**Set exercise**
List each line in the material below that contains the word "Target". Copy every such line in full.
========================================================================
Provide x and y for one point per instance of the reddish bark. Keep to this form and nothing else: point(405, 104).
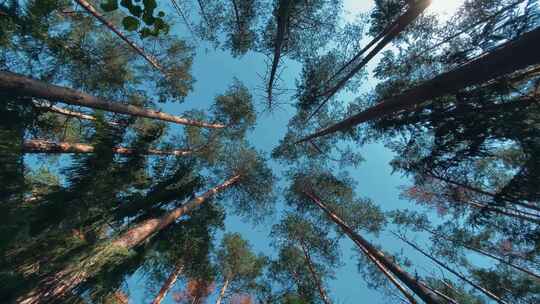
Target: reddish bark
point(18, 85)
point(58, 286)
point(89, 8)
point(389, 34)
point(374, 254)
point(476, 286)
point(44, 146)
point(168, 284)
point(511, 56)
========================================================================
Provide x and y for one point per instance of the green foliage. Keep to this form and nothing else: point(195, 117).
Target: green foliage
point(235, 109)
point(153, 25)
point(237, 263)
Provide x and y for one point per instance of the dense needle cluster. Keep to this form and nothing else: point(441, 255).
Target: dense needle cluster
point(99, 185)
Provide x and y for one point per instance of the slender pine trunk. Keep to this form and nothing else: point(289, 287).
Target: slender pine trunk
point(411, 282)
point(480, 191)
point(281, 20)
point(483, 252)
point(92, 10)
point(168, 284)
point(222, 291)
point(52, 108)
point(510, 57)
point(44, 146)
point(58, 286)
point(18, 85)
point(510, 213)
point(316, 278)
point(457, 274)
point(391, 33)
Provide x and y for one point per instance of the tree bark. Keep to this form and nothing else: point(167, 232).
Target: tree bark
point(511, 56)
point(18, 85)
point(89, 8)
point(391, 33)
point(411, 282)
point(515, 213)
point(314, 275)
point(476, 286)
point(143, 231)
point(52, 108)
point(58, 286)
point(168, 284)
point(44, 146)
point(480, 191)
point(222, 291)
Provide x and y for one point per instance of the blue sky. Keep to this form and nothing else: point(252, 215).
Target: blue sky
========================================================================
**Response below**
Target: reddish bark
Target: green foliage
Target: dense needle cluster
Target: slender pine trunk
Target: tree bark
Target: blue sky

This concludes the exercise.